_Seitentext:_
++++++++
Arbeitnehmer sind bei Ihrer Arbeit, bei Dienst und Arbeitswegen gegen Unfälle versichert.

Ein Arbeitsunfall, der zu einer Arbeitsunfähigkeit von mehr als drei Tagen führt, muss der Berufsgenossenschaft gemeldet werden. 

Wann liegt ein Arbeitsunfall vor?

Im Juristendeutsch versteht man unter einem Unfall ein „zeitlich begrenztes Ereignis, welches von außen auf den Körper einwirkt und zu einem Gesundheitsschaden oder zum Tod führt.“

Fällt also einem / einer Arbeitnehmer*in während der beruflichen Tätigkeit ein Backstein auf dem Kopf, dürfte ein Arbeitsunfall vorliegen und die Berufsgenossenschaft zur Zahlung von Leistungen verpflichtet sein.

Aber vor der Zahlung kommt der Papierkram und somit die Unfallanzeige bzw. die Fragen der Berufsgenossenschaft. Und hier lauern Fallstricke.
++++++++
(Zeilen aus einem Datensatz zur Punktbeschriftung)
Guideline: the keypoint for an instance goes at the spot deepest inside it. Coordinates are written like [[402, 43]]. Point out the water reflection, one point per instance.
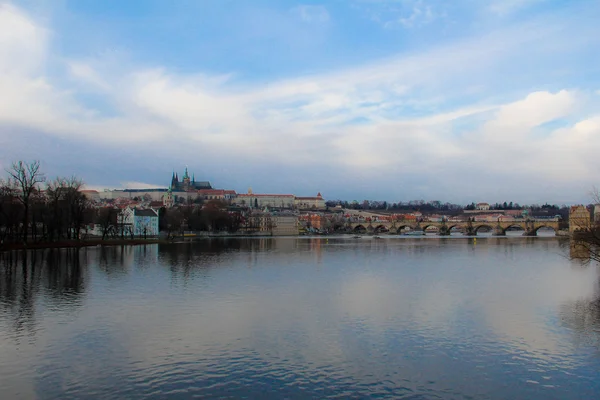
[[58, 276], [309, 317]]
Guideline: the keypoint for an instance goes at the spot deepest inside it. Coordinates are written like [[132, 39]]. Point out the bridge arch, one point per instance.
[[452, 226], [433, 225], [401, 227], [545, 226], [359, 228], [477, 227], [514, 225], [380, 228]]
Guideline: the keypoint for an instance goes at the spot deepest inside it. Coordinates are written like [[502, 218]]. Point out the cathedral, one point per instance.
[[186, 184]]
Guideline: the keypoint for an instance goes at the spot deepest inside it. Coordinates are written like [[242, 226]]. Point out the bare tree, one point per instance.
[[25, 177], [585, 230]]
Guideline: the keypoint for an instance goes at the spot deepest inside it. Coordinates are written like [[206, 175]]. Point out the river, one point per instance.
[[414, 318]]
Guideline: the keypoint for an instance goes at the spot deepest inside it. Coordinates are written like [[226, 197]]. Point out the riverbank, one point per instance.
[[65, 244]]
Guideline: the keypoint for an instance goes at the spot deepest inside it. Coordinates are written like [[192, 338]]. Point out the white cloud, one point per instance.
[[408, 106], [405, 13], [506, 7], [311, 13]]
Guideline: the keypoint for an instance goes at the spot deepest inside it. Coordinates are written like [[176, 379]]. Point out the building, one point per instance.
[[168, 199], [285, 225], [579, 218], [216, 194], [145, 222], [187, 184], [92, 195], [310, 203], [482, 206], [133, 221], [264, 200]]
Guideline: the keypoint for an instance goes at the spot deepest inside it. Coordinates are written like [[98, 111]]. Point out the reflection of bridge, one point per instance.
[[530, 226]]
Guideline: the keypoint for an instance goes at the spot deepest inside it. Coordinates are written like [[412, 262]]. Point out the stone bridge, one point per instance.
[[530, 226]]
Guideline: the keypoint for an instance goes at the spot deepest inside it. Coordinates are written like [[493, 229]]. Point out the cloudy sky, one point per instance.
[[395, 100]]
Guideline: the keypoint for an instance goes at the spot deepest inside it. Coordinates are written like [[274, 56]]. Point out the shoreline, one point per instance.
[[68, 244]]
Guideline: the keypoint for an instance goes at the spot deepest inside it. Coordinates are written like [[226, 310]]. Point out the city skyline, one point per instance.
[[380, 100]]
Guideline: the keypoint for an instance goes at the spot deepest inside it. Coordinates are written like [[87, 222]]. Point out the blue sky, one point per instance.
[[360, 99]]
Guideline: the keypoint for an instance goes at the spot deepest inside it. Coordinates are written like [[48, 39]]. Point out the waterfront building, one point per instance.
[[253, 200], [285, 225], [168, 200], [482, 206], [92, 195], [216, 194], [310, 203], [145, 222], [579, 218]]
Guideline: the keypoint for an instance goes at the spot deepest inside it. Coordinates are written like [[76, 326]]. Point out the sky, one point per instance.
[[393, 100]]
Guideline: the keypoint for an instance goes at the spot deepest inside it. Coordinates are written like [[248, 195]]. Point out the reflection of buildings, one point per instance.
[[579, 218], [579, 251]]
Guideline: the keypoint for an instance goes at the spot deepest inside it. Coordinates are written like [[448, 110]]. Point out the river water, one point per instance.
[[414, 318]]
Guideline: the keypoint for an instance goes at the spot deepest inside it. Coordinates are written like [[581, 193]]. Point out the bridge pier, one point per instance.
[[498, 231], [469, 231], [444, 231]]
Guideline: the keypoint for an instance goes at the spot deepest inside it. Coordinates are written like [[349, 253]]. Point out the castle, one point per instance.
[[187, 184]]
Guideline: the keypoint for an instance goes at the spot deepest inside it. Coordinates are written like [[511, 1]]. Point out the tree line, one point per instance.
[[33, 208]]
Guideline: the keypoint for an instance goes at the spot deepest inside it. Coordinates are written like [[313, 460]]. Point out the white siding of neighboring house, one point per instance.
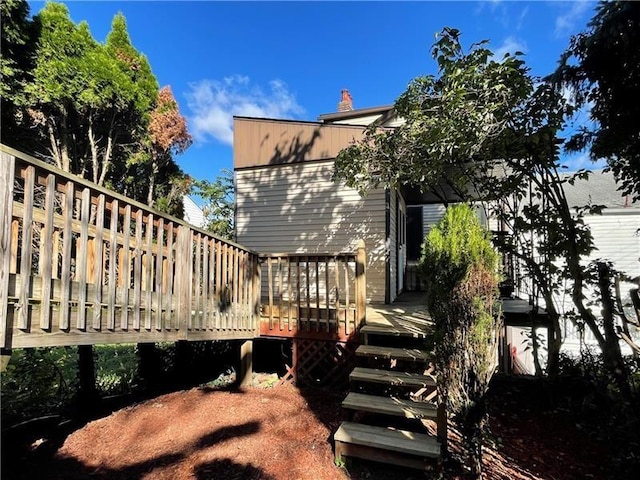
[[616, 239], [367, 120], [193, 214], [298, 208]]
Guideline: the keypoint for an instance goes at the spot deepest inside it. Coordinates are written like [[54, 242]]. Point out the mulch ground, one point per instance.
[[278, 433]]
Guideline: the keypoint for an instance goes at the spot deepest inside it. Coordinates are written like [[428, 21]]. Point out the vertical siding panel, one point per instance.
[[99, 268], [67, 240], [47, 253], [81, 258], [113, 254]]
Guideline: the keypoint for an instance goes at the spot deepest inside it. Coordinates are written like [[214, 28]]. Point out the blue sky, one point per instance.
[[291, 59]]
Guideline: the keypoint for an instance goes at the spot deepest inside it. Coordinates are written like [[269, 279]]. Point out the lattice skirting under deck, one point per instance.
[[321, 363]]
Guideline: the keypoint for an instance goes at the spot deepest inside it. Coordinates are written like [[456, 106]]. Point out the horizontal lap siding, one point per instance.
[[393, 244], [299, 209]]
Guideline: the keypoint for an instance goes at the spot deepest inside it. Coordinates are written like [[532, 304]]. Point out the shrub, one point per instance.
[[462, 273]]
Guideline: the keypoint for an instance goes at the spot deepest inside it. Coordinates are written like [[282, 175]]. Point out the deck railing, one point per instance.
[[313, 295], [80, 264]]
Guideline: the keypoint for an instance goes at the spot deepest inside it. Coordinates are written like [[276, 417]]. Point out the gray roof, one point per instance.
[[600, 189]]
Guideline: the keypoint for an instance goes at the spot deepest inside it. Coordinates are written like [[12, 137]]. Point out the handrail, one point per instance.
[[82, 265], [59, 173]]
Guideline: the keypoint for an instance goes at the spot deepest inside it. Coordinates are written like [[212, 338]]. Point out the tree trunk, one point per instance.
[[148, 366], [87, 392], [611, 349], [152, 182]]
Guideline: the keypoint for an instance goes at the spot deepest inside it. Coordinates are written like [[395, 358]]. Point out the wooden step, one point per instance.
[[408, 354], [392, 331], [388, 377], [387, 438], [390, 406]]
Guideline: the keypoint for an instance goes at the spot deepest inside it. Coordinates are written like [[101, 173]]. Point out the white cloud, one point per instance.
[[509, 45], [567, 21], [521, 18], [213, 103]]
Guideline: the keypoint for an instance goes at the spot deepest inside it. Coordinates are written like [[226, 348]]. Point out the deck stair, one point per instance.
[[387, 418]]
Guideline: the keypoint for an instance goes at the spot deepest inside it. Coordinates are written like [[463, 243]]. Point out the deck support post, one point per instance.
[[148, 365], [441, 427], [245, 372], [5, 357], [183, 359], [87, 391]]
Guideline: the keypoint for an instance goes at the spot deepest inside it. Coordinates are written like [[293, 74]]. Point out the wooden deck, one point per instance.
[[392, 392], [83, 265], [407, 317]]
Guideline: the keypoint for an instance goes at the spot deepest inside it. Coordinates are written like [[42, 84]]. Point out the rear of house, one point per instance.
[[287, 199]]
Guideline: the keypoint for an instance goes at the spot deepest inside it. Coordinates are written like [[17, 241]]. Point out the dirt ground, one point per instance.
[[277, 433]]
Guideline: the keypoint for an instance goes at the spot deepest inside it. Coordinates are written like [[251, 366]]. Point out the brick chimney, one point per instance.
[[346, 102]]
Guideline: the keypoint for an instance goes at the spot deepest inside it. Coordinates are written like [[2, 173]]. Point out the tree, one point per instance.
[[168, 135], [601, 68], [15, 66], [219, 205], [94, 109], [485, 129], [461, 271]]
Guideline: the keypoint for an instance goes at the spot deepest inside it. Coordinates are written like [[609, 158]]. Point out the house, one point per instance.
[[193, 214], [616, 237], [288, 201]]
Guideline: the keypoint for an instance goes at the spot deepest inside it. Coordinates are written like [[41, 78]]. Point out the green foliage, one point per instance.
[[484, 128], [219, 204], [600, 68], [115, 367], [461, 272]]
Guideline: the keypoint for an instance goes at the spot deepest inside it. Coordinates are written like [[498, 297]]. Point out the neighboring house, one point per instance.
[[193, 214], [288, 201]]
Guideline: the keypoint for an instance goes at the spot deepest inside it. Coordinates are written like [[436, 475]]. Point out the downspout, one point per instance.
[[387, 254]]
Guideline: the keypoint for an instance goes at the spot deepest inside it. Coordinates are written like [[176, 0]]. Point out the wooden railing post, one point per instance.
[[182, 284], [361, 284], [6, 216], [256, 293]]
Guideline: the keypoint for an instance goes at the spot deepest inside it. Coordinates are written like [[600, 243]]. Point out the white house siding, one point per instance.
[[431, 214], [193, 214], [391, 245], [298, 208]]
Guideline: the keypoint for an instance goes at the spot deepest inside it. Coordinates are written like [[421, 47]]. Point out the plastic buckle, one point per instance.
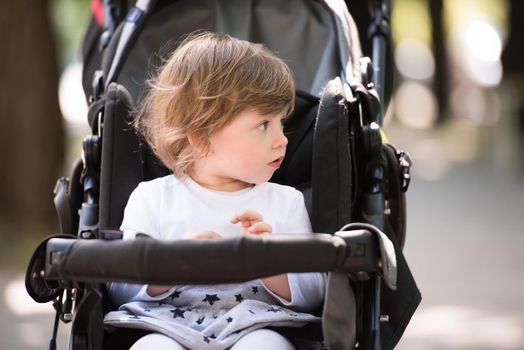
++++++++
_Aufgaben:_
(a) Nenne alle Situationen, in denen Arbeitnehmer laut dem Text über Arbeitsunfälle gegen Unfälle versichert sind.
(b) Fasse den Text über Arbeitsunfälle in zwei Sätzen zusammen.
(c) Setze den Text über Arbeitsunfälle im Anschluss an seinen letzten Satz fort.
Die Zeilen sind eigenständiges Material und gehören nicht zum Seitentext.

_Antworten je Aufgabe:_
(a)
- bei ihrer Arbeit
- auf Dienstwegen
- auf Arbeitswegen

(b) Arbeitnehmer sind bei der Arbeit sowie auf Dienst- und Arbeitswegen gegen Unfälle versichert, und ein Arbeitsunfall mit mehr als drei Tagen Arbeitsunfähigkeit muss der Berufsgenossenschaft gemeldet werden. Als Unfall gilt ein zeitlich begrenztes Ereignis, das von außen auf den Körper einwirkt und zu einem Gesundheitsschaden oder zum Tod führt, doch vor einer Zahlung der Berufsgenossenschaft stehen die Unfallanzeige und ihre Fragen, bei denen Fallstricke lauern.

(c)
Ausgerutscht wegen innerer Leere im Bein

Nehmen wir folgenden Fall, der sich ähnlich zugetragen hatte: Ein Arbeitnehmer ist auf dem direkten Weg zur Arbeit auf der glitschigen Treppe des Bahnhofs ausgerutscht und hingefallen. Dabei hatte er sich verletzt.

Eigentlich eine klare Sache, aber leider hat der Arbeitnehmer sich bei seinen Angabe zu gewählt ausdrücken wollen:

„Mein linkes Bein hatte auf der Treppe nach unten noch Kontakt mit der Treppenstufe, als ich im rechten Bein, welches ich bereits gehoben hatte um den nächsten Schritt zu setzen, eine innere Leere verspürte und dieses Bein daher nicht auf die Treppenstufe aufsetzen konnte. Da mein  Oberkörper bereits einen Überhang nach vorne hatte, fiel ich die Treppe nach vorne.“.


Bei dieser detaillierten Schilderung lehnte die Berufsgenossenschaft die Zahlung ab. 

Kein Arbeitsunfall bei innerer Ursache

Denn die Berufsgenossenschaft muss nicht zahlen, wenn der Unfall durch eine innere Ursache, beispielsweise einen Herzinfarkt oder Kreislaufkollaps, ausgelöst wurde. Ein Unfall setzt gerade ein äußeres Einwirken voraus.

Und genau hier hat die Berufsgenossenschaft angesetzt. Sie kam zu dem Ergebnis, dass der Unfall durch die innere Leere im Bein - etwas wie eine Muskelschwäche - zum Sturz führte und somit kein von außen einwirkendes Ereignis vorlag.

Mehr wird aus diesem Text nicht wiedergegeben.